(MATERIAL SHOWN begins)
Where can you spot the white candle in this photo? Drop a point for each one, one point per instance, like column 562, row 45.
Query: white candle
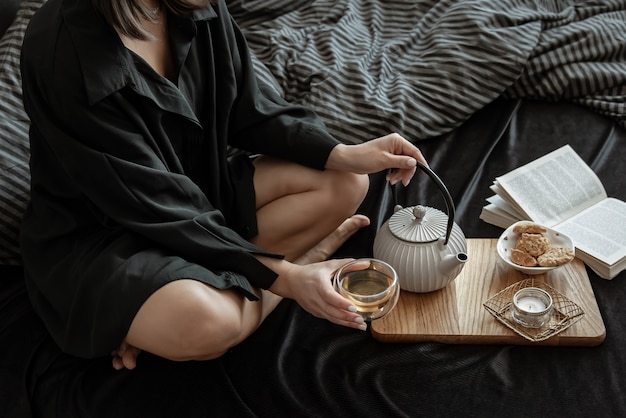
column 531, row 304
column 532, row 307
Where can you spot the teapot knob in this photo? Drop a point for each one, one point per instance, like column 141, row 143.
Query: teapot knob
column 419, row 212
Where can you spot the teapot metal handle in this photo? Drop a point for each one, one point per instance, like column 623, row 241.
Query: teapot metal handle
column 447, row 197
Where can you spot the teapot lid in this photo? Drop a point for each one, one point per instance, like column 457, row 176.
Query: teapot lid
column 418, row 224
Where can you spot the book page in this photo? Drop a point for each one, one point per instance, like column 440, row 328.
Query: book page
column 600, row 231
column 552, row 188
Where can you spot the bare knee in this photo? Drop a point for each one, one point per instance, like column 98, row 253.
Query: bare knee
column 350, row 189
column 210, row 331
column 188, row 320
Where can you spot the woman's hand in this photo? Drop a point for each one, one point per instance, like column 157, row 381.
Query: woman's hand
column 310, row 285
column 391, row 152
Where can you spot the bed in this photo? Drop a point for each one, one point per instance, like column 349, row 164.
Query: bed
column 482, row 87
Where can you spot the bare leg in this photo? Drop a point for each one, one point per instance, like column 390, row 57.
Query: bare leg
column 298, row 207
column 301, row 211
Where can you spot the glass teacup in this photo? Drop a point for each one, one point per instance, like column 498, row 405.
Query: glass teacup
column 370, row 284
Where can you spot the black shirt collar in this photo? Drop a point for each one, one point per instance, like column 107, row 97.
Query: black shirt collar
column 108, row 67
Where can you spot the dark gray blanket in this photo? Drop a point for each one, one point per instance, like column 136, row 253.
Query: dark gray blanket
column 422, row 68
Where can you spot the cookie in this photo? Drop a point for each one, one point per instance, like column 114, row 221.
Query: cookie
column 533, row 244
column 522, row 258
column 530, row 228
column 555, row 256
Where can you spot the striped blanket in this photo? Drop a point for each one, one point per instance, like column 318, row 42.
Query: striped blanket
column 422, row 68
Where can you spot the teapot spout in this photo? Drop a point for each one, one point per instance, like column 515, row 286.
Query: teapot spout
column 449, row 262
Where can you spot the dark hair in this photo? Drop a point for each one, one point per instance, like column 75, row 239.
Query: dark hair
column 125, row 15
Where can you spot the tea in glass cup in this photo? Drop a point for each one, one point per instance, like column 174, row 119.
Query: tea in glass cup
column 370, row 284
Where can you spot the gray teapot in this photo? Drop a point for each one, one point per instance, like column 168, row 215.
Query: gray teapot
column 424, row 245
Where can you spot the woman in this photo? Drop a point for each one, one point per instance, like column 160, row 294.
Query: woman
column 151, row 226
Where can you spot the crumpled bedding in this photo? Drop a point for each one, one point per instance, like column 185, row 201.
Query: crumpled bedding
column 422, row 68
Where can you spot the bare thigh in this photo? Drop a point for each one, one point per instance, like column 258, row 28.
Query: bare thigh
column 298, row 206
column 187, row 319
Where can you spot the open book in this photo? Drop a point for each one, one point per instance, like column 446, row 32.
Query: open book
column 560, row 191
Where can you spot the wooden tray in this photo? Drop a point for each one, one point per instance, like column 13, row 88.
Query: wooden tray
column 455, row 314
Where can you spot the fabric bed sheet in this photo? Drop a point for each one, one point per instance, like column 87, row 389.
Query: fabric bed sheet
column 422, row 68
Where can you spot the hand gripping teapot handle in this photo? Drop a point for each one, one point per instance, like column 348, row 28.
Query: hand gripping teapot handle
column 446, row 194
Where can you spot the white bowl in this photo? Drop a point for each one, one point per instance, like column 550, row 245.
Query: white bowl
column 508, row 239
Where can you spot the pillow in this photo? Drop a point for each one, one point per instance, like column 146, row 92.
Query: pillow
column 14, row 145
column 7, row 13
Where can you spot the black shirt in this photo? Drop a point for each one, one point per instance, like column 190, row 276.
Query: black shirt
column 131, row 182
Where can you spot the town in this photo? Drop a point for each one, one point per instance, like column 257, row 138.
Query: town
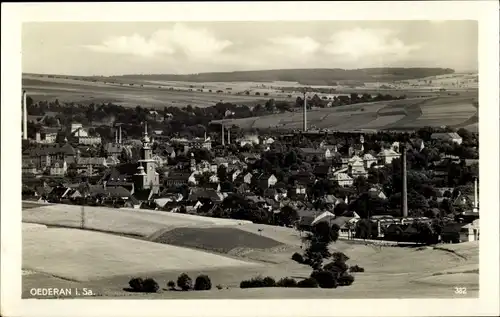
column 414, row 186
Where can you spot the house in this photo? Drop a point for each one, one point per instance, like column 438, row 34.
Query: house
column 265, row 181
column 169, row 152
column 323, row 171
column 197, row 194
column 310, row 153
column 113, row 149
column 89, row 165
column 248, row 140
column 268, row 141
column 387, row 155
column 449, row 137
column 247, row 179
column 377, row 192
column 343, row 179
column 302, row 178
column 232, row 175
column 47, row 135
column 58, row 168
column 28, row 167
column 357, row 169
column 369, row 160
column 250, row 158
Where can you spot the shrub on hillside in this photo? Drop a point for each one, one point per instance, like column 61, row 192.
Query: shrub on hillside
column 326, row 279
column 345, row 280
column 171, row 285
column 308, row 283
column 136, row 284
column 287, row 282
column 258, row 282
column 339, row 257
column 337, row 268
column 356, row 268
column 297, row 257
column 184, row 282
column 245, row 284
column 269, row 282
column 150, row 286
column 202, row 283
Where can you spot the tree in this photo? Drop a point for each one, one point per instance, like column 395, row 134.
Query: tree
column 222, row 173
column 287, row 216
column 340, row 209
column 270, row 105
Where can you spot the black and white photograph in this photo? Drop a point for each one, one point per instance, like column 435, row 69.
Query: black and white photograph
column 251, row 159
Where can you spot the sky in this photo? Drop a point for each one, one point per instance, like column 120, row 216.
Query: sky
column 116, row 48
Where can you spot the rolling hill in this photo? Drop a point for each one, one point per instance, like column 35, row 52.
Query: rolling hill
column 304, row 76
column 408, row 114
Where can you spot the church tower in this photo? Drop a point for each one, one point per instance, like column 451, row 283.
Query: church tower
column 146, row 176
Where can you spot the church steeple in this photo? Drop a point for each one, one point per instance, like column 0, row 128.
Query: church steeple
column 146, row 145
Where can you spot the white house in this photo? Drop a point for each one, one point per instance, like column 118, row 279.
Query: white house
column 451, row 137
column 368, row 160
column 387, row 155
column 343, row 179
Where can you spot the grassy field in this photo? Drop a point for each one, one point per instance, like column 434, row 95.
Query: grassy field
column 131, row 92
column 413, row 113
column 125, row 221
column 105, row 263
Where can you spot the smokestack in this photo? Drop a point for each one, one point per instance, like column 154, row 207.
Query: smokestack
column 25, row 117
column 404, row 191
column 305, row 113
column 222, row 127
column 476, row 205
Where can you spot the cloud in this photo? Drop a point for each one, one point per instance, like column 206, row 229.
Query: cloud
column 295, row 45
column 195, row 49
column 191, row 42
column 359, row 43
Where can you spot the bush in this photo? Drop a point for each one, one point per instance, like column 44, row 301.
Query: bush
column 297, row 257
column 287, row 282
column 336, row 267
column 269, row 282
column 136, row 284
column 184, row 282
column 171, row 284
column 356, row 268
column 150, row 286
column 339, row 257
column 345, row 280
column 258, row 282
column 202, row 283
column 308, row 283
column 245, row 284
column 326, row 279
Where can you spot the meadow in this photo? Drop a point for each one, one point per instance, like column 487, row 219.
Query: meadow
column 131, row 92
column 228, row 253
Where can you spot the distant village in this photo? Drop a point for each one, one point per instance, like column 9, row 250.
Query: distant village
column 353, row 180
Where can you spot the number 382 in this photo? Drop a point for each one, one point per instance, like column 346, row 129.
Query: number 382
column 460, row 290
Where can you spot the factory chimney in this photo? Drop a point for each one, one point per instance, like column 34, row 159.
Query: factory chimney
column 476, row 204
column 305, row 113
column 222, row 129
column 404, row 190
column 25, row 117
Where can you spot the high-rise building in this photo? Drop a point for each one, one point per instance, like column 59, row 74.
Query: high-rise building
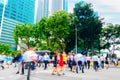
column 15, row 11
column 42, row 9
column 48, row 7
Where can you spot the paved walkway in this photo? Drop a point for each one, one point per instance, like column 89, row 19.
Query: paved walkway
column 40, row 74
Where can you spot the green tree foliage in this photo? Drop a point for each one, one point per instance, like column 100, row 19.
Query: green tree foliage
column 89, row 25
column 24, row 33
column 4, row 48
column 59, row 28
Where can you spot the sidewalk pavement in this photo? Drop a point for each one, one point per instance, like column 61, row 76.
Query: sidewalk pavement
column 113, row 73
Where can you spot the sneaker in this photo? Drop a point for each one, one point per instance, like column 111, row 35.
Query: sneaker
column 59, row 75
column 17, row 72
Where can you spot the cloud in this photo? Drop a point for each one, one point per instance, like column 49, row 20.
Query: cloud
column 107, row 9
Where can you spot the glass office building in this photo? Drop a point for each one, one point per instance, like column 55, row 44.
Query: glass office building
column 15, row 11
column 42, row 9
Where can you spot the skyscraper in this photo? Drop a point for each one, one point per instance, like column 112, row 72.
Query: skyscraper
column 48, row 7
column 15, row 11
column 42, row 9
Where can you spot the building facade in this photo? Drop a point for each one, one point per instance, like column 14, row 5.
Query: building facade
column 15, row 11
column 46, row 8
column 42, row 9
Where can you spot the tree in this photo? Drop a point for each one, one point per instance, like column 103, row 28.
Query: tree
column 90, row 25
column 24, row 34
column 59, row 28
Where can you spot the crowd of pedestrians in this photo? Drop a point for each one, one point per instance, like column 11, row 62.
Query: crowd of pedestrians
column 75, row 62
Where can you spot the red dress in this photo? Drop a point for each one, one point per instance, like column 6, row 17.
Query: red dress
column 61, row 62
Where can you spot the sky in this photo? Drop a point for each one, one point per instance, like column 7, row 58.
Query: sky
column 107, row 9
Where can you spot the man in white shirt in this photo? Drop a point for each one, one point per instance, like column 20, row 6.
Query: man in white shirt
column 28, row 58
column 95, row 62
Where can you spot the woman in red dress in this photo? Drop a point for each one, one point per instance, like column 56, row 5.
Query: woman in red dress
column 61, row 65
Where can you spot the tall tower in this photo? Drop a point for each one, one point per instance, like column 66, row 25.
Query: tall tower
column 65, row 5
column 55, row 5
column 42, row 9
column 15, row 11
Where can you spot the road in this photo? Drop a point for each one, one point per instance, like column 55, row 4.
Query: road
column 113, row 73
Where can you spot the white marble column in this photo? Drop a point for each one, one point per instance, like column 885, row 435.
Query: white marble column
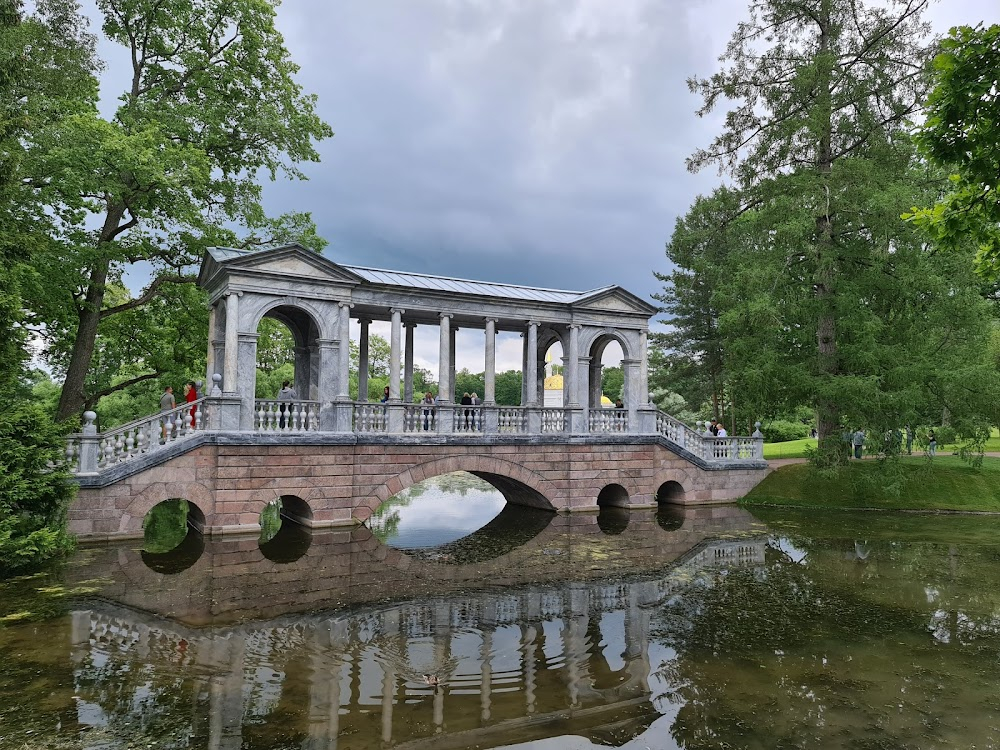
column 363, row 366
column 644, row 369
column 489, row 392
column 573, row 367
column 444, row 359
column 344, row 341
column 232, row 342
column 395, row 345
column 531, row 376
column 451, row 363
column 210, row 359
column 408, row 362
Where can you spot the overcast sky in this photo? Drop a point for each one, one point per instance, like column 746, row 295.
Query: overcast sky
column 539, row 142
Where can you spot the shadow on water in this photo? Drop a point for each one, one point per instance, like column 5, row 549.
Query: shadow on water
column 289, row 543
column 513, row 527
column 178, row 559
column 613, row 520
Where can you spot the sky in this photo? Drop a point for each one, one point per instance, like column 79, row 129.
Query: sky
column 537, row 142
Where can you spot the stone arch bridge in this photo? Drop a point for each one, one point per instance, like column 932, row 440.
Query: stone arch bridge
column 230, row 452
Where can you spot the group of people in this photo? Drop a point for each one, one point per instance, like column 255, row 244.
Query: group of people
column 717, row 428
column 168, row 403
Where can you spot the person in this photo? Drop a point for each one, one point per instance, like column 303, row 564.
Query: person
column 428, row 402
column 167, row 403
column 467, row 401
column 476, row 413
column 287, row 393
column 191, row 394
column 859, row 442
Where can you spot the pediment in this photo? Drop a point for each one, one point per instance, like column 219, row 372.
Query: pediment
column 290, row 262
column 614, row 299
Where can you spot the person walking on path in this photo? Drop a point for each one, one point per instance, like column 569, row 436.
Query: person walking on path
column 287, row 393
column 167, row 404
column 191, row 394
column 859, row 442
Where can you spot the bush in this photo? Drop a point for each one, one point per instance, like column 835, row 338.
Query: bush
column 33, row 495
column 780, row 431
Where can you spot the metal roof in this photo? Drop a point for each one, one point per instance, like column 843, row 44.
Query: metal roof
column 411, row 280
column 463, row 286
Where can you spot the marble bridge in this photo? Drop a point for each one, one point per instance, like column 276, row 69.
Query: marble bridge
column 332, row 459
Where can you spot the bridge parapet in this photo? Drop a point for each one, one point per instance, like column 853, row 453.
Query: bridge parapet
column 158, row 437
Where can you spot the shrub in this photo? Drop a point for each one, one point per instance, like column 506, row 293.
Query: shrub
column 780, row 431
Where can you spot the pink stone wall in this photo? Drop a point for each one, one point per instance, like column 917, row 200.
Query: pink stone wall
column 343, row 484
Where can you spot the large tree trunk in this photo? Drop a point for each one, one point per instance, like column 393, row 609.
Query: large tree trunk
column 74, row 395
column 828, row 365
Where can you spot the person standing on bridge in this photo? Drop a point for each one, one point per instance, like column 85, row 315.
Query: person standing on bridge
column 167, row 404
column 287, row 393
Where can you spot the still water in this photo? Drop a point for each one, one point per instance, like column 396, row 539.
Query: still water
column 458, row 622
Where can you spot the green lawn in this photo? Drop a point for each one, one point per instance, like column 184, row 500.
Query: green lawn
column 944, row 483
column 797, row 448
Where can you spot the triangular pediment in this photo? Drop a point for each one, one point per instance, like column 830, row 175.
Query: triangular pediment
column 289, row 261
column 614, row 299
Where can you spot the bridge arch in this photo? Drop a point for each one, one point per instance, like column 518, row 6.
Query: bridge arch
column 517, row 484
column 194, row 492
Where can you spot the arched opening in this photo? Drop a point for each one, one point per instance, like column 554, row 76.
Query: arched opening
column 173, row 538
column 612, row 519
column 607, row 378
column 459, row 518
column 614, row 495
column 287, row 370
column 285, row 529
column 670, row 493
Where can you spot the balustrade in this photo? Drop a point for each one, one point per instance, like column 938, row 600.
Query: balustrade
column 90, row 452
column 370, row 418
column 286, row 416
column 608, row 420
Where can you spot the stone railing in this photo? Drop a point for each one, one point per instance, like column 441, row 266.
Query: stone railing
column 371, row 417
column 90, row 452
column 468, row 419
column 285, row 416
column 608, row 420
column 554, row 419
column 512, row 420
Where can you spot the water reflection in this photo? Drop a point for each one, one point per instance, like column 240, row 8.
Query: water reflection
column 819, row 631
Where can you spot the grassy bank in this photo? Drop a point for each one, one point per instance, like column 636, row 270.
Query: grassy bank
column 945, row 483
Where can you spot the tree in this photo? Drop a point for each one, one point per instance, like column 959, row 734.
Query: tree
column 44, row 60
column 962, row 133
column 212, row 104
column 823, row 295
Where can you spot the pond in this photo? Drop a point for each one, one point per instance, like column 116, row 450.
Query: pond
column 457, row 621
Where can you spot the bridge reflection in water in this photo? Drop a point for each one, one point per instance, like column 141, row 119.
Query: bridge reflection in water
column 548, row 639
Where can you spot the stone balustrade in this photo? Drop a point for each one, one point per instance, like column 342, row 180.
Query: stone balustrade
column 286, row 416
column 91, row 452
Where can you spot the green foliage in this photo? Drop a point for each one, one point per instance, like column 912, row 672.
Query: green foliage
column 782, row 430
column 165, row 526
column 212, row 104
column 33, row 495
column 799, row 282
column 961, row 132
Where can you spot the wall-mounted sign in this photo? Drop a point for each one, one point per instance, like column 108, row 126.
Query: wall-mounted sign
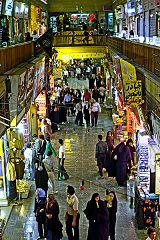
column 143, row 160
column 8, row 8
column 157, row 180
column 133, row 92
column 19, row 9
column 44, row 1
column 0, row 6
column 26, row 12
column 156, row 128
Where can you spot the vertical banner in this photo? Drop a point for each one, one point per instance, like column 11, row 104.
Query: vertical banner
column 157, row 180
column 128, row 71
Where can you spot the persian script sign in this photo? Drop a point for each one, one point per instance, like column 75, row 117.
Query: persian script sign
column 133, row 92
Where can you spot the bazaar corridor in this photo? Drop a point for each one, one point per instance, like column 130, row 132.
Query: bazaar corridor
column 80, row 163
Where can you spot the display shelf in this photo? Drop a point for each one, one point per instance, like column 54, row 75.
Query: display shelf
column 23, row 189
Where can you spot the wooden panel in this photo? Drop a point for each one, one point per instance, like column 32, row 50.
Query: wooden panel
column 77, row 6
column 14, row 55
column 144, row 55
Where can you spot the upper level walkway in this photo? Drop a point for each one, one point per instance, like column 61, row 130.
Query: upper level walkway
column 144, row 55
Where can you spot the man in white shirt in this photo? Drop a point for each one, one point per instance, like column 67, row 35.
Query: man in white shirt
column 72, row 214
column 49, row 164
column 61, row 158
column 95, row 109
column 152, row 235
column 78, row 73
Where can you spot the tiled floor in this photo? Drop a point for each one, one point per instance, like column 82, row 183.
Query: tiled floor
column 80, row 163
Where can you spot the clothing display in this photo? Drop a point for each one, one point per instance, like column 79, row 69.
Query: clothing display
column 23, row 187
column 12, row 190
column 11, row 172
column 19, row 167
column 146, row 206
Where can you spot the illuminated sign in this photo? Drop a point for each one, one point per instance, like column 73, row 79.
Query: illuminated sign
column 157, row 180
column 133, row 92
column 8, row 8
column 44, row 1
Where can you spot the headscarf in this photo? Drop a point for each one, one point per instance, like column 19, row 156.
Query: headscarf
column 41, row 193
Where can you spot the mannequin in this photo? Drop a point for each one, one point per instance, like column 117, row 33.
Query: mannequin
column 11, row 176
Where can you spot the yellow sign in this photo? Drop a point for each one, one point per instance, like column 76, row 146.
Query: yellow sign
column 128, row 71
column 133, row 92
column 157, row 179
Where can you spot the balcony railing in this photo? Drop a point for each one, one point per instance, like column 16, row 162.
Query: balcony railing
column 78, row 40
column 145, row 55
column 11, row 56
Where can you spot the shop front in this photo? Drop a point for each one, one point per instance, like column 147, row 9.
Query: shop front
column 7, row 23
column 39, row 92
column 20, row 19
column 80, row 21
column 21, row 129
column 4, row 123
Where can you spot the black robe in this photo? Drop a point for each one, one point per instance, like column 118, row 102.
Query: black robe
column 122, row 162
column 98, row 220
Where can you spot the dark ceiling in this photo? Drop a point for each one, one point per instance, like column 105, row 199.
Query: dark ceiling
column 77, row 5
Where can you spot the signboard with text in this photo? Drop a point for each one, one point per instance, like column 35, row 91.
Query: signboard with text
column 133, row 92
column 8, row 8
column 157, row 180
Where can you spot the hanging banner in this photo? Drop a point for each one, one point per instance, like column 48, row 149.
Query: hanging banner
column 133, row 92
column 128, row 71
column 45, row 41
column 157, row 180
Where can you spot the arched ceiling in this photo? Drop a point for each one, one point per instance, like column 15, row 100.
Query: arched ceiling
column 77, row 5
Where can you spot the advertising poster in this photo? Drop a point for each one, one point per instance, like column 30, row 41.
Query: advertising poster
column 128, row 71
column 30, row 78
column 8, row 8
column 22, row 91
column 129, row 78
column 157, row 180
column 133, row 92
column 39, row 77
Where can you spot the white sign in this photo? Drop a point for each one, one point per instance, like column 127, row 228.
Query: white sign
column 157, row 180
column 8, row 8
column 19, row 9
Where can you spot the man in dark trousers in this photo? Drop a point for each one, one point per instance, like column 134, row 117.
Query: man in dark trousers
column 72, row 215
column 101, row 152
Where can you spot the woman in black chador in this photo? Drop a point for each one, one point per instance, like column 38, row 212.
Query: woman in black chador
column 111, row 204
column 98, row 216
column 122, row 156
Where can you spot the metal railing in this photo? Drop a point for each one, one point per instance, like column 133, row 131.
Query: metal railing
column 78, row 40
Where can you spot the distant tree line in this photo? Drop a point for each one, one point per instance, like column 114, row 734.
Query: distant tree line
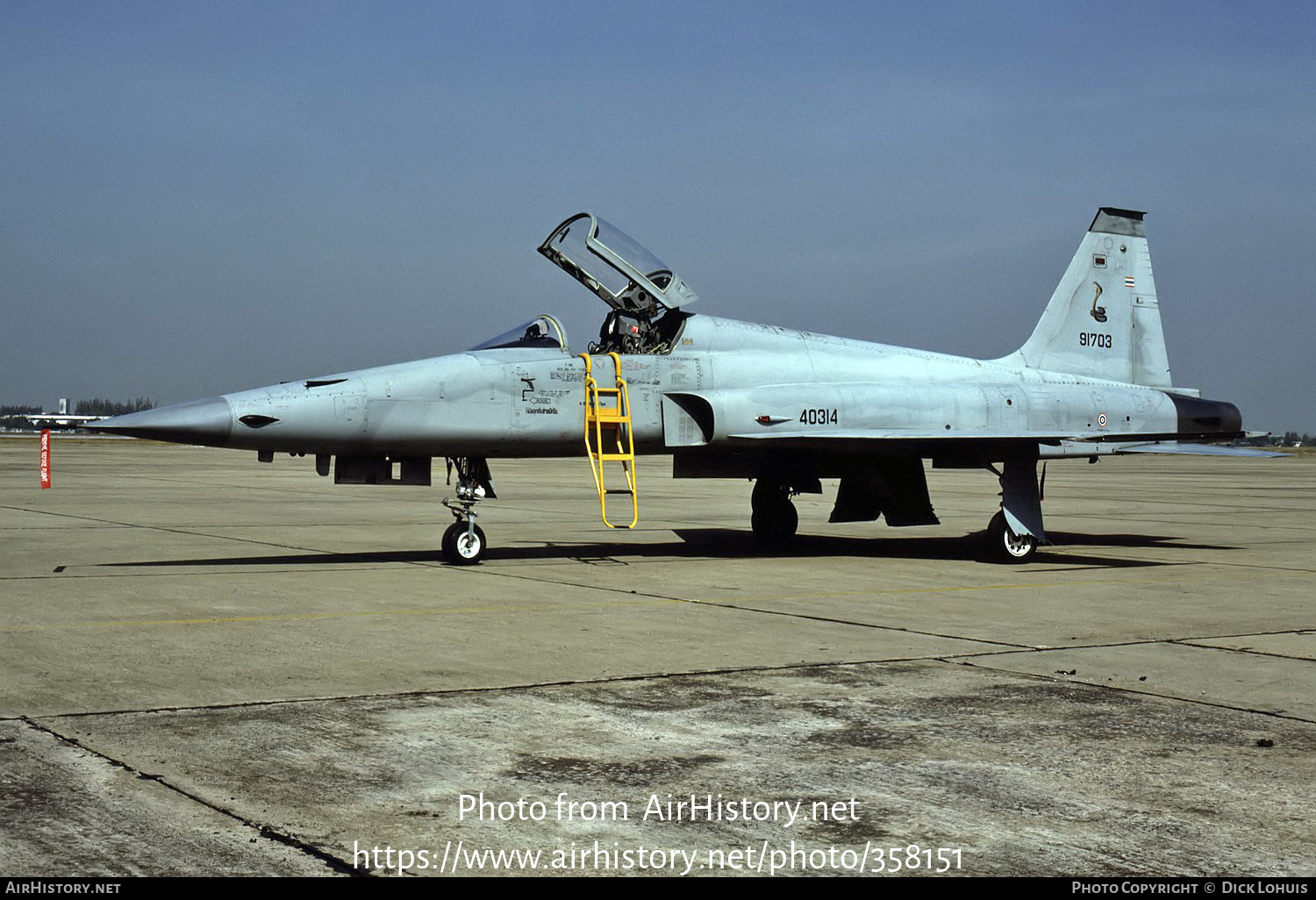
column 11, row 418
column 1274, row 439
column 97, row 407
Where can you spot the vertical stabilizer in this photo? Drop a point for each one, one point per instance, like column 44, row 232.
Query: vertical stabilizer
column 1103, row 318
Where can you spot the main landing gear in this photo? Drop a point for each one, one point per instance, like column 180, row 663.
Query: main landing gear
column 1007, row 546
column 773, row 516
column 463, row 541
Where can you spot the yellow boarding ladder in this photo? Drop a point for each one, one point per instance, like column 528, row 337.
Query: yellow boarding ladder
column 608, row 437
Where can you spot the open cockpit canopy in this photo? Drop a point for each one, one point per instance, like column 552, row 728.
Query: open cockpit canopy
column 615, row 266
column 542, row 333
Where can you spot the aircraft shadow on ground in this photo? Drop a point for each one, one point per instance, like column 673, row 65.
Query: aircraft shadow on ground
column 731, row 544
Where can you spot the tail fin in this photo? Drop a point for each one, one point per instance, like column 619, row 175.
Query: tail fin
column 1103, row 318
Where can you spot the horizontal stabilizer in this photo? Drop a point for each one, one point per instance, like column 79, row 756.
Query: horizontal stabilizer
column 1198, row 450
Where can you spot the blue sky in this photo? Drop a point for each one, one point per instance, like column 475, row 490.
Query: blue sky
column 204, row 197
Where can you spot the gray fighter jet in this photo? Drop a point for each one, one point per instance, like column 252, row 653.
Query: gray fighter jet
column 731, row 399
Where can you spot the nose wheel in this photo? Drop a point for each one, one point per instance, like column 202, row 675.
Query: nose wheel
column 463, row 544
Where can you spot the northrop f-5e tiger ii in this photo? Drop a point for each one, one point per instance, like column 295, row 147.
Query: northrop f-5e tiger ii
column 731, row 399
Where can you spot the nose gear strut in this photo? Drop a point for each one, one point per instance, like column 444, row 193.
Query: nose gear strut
(MATERIAL SHOWN ends)
[YOUR TASK] Write down exactly what the lines above say, from the line holding "Query: wooden tray" through the line holding "Where can you spot the shrub on", and nothing more. Do not copy the pictures.

[REPLY]
Query: wooden tray
column 455, row 314
Where can you spot the fabric bed sheet in this photo? Drop a point for each one, one point per instance, like column 87, row 389.
Query: fabric bed sheet
column 422, row 68
Where can you spot the hand gripping teapot handle in this photo? Drop a point for each one, one point per instance, like column 348, row 28.
Query: hand gripping teapot handle
column 446, row 194
Where can you spot the white bowl in this photo? Drop a point for each one, one point per instance, like column 550, row 245.
Query: white bowl
column 508, row 239
Where can you spot the pillow in this photo? Drop a point for each one, one point per instance, like column 146, row 92.
Query: pillow
column 14, row 145
column 7, row 13
Where can you spot the black shirt in this photo? Drop a point for each one, one point per instance, like column 190, row 276.
Query: black shirt
column 131, row 182
Where can you spot the town in this photo? Drop a point for each one, one point per instance, like column 257, row 138.
Query: town
column 414, row 186
Where can you spot the house in this photo? Drop a point for each one, one point per instance, like column 438, row 34.
Query: house
column 265, row 181
column 169, row 152
column 323, row 171
column 197, row 194
column 310, row 153
column 113, row 149
column 89, row 165
column 248, row 140
column 268, row 141
column 387, row 155
column 449, row 137
column 247, row 179
column 377, row 192
column 343, row 179
column 302, row 178
column 232, row 175
column 47, row 135
column 58, row 168
column 28, row 167
column 357, row 169
column 369, row 160
column 250, row 158
Where can you spot the shrub on hillside in this photo? Drop a point for each one, one point per instance, like column 61, row 192.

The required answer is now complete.